--- start MATERIAL SUPPLIED ---

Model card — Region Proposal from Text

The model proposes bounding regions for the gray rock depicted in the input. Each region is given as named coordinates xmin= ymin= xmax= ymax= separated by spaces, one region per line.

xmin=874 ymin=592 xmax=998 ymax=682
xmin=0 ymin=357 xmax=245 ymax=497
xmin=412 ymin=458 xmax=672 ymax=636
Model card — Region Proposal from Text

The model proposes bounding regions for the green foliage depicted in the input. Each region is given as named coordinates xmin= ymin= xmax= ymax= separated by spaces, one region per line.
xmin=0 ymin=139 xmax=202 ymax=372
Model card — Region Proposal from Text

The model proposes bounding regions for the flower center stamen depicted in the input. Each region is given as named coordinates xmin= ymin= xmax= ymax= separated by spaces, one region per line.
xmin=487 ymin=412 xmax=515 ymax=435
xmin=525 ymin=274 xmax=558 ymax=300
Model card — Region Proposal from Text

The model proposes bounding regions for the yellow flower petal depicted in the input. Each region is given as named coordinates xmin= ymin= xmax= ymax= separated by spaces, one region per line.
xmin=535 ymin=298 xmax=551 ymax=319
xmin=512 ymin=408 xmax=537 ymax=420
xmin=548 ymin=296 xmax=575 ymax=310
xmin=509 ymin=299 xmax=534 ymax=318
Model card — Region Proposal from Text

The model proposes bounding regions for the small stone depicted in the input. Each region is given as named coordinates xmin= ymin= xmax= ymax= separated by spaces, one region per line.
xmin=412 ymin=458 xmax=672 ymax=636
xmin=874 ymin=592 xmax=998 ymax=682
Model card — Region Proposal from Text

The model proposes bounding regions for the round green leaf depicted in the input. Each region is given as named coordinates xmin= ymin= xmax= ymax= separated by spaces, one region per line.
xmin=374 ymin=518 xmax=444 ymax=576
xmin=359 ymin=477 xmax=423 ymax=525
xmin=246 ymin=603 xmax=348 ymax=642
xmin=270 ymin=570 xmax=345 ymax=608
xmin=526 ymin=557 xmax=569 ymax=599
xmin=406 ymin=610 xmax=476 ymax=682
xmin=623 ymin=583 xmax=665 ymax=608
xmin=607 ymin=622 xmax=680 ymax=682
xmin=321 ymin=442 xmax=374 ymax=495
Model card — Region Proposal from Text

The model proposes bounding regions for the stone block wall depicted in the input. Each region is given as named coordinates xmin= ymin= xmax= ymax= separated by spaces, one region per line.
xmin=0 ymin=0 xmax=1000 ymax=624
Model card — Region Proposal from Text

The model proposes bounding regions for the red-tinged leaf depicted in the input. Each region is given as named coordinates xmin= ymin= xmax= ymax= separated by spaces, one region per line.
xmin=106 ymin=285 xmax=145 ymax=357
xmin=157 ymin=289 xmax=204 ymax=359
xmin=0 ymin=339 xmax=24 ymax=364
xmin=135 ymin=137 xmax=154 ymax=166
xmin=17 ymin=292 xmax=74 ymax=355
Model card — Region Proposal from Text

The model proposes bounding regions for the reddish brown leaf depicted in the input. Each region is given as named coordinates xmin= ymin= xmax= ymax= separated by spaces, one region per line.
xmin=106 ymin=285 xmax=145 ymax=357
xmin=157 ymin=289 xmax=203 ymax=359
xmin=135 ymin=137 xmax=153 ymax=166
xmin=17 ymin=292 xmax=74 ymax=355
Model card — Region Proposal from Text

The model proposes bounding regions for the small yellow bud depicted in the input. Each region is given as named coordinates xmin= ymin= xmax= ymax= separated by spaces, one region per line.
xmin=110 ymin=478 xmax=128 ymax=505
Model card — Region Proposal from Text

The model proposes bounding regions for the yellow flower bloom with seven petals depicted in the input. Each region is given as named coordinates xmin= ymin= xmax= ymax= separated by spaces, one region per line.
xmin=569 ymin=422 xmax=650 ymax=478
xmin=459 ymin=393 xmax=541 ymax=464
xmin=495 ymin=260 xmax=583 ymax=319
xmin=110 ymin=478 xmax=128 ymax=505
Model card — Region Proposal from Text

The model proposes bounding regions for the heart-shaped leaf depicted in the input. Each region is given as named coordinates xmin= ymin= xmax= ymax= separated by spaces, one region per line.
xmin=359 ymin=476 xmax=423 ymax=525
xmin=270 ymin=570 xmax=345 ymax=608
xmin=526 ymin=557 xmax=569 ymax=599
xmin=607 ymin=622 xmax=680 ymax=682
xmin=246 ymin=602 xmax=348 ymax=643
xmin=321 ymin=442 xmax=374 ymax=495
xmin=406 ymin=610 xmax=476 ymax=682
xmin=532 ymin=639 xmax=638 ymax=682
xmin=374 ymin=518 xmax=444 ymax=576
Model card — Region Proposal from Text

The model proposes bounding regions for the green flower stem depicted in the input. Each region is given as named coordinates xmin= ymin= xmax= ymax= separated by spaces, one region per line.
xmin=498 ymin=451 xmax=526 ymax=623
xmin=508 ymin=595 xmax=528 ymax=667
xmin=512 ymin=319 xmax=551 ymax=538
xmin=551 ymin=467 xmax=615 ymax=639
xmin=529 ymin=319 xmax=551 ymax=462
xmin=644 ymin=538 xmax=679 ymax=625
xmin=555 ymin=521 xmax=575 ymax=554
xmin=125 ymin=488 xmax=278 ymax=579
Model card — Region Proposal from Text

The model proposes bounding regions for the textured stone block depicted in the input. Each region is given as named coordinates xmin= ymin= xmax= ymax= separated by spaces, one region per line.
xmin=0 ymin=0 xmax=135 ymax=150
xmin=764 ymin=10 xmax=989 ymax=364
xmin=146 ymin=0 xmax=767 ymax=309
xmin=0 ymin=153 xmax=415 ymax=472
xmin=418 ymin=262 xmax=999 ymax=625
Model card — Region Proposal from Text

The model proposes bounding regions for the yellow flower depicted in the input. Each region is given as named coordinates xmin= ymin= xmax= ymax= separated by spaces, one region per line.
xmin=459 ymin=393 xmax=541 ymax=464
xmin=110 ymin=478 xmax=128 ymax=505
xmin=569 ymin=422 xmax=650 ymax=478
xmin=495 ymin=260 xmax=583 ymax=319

--- end MATERIAL SUPPLIED ---

▶ GOAL
Can you rewrite all the items above as a single numbered list, one line per entry, with the blank lines left out?

▶ RESULT FOR THIS EXERCISE
1. Model card — Region Proposal from Text
2. The model proposes bounding regions for the gray rock depicted in the input. Each region is given as named coordinates xmin= ymin= xmax= ymax= separated by spaces, one region per line.
3. xmin=874 ymin=592 xmax=998 ymax=682
4. xmin=0 ymin=357 xmax=245 ymax=497
5. xmin=412 ymin=458 xmax=672 ymax=636
6. Model card — Region Proposal from Text
7. The model proposes bounding regions for the green foliage depicted in the input. Each region is given as named coordinates xmin= ymin= xmax= ymax= separated by spaces, one region per line.
8. xmin=0 ymin=139 xmax=202 ymax=372
9. Model card — Region Proposal from Text
10. The model proposes bounding regions for the flower center stamen depicted in the input. Each region is given as named coordinates xmin= ymin= xmax= ymax= separated by spaces, one region per line.
11. xmin=487 ymin=412 xmax=515 ymax=435
12. xmin=525 ymin=274 xmax=558 ymax=300
13. Model card — Region Proposal from Text
14. The model proposes bounding regions for the yellow flower petal depicted in the input. Each region is given as named coordinates xmin= ymin= xmax= ymax= separated by spaces, one region per line.
15. xmin=535 ymin=298 xmax=551 ymax=319
16. xmin=512 ymin=408 xmax=537 ymax=420
17. xmin=548 ymin=296 xmax=575 ymax=310
18. xmin=509 ymin=299 xmax=534 ymax=318
19. Model card — Region Proposal from Text
20. The model proposes bounding regions for the small stone depicted in the input. Each region is given as named coordinates xmin= ymin= xmax= ymax= separated by spaces, one region per line.
21. xmin=412 ymin=458 xmax=672 ymax=636
22. xmin=874 ymin=592 xmax=998 ymax=682
23. Model card — Region Proposal from Text
24. The model proposes bounding regions for the round green leaf depicted in the input. Each region is given as named coordinates xmin= ymin= xmax= ymax= separated by spaces, one region per line.
25. xmin=374 ymin=518 xmax=444 ymax=576
26. xmin=359 ymin=477 xmax=423 ymax=525
27. xmin=246 ymin=603 xmax=348 ymax=642
28. xmin=270 ymin=570 xmax=345 ymax=608
29. xmin=526 ymin=557 xmax=569 ymax=599
30. xmin=406 ymin=610 xmax=476 ymax=682
31. xmin=623 ymin=583 xmax=665 ymax=608
32. xmin=607 ymin=622 xmax=680 ymax=682
33. xmin=321 ymin=442 xmax=374 ymax=495
34. Model card — Region Proposal from Text
35. The model proposes bounding regions for the stone block wall depicted in the input. Each region is given as named coordinates xmin= ymin= xmax= ymax= separated by spaces, one region per line.
36. xmin=0 ymin=0 xmax=1000 ymax=624
37. Model card — Region Proposal from Text
38. The model proposes bounding regions for the red-tinged leaf depicted in the input. Each region is given as named coordinates xmin= ymin= xmax= ymax= separated by spaces, one region per line.
39. xmin=106 ymin=285 xmax=145 ymax=357
40. xmin=157 ymin=289 xmax=204 ymax=359
41. xmin=0 ymin=339 xmax=24 ymax=364
42. xmin=135 ymin=137 xmax=154 ymax=166
43. xmin=17 ymin=292 xmax=74 ymax=355
44. Model card — Region Proposal from Text
45. The model proposes bounding regions for the reddish brown leaf depicted in the input. Each region is given as named coordinates xmin= ymin= xmax= ymax= separated by spaces, one region per line.
46. xmin=106 ymin=285 xmax=145 ymax=357
47. xmin=157 ymin=289 xmax=203 ymax=359
48. xmin=135 ymin=137 xmax=153 ymax=166
49. xmin=17 ymin=292 xmax=74 ymax=355
50. Model card — Region Proposal from Text
51. The model proposes bounding regions for the small yellow bud depicted in the input. Each region is given as named coordinates xmin= ymin= xmax= ymax= separated by spaces, one region per line.
52. xmin=110 ymin=478 xmax=128 ymax=505
53. Model card — Region Proposal from Text
54. The model proposes bounding regions for the yellow flower bloom with seven petals depicted in the input. Each region is given as named coordinates xmin= ymin= xmax= ymax= separated by spaces, one region per line.
55. xmin=569 ymin=422 xmax=650 ymax=478
56. xmin=459 ymin=393 xmax=541 ymax=464
57. xmin=495 ymin=260 xmax=583 ymax=319
58. xmin=110 ymin=478 xmax=128 ymax=505
59. Model card — Region Proposal from Text
60. The model proposes bounding regions for the heart-shaped leaf depicted in the input. Each region is given as named coordinates xmin= ymin= xmax= ymax= separated by spaces, one region per line.
61. xmin=359 ymin=476 xmax=423 ymax=525
62. xmin=270 ymin=570 xmax=345 ymax=608
63. xmin=526 ymin=557 xmax=569 ymax=599
64. xmin=607 ymin=622 xmax=680 ymax=682
65. xmin=246 ymin=602 xmax=348 ymax=643
66. xmin=321 ymin=442 xmax=374 ymax=495
67. xmin=406 ymin=610 xmax=476 ymax=682
68. xmin=532 ymin=639 xmax=638 ymax=682
69. xmin=374 ymin=518 xmax=444 ymax=576
70. Model card — Region Proposal from Text
71. The model proposes bounding regions for the green flower stem depicted in the input. Each region is given as named coordinates xmin= ymin= xmax= ymax= separated by spaces, one region per line.
72. xmin=498 ymin=451 xmax=526 ymax=623
73. xmin=508 ymin=595 xmax=528 ymax=667
74. xmin=512 ymin=319 xmax=551 ymax=538
75. xmin=551 ymin=467 xmax=615 ymax=639
76. xmin=529 ymin=319 xmax=551 ymax=462
77. xmin=644 ymin=538 xmax=679 ymax=625
78. xmin=555 ymin=521 xmax=575 ymax=554
79. xmin=125 ymin=488 xmax=278 ymax=579
80. Model card — Region Proposal from Text
81. The model proposes bounding regions for the textured stone block depicted in the input. Each region is given as named coordinates xmin= ymin= xmax= ymax= separated by spaces, one region per line.
82. xmin=0 ymin=0 xmax=135 ymax=150
83. xmin=764 ymin=10 xmax=989 ymax=364
84. xmin=146 ymin=0 xmax=767 ymax=309
85. xmin=0 ymin=153 xmax=415 ymax=472
86. xmin=418 ymin=262 xmax=999 ymax=625
87. Model card — Region Proposal from Text
88. The model proposes bounding regions for the yellow flower depicted in the input. Each region is given as named coordinates xmin= ymin= xmax= ymax= separated by spaces, one region per line.
89. xmin=459 ymin=393 xmax=541 ymax=464
90. xmin=110 ymin=478 xmax=128 ymax=505
91. xmin=569 ymin=422 xmax=650 ymax=478
92. xmin=495 ymin=260 xmax=583 ymax=319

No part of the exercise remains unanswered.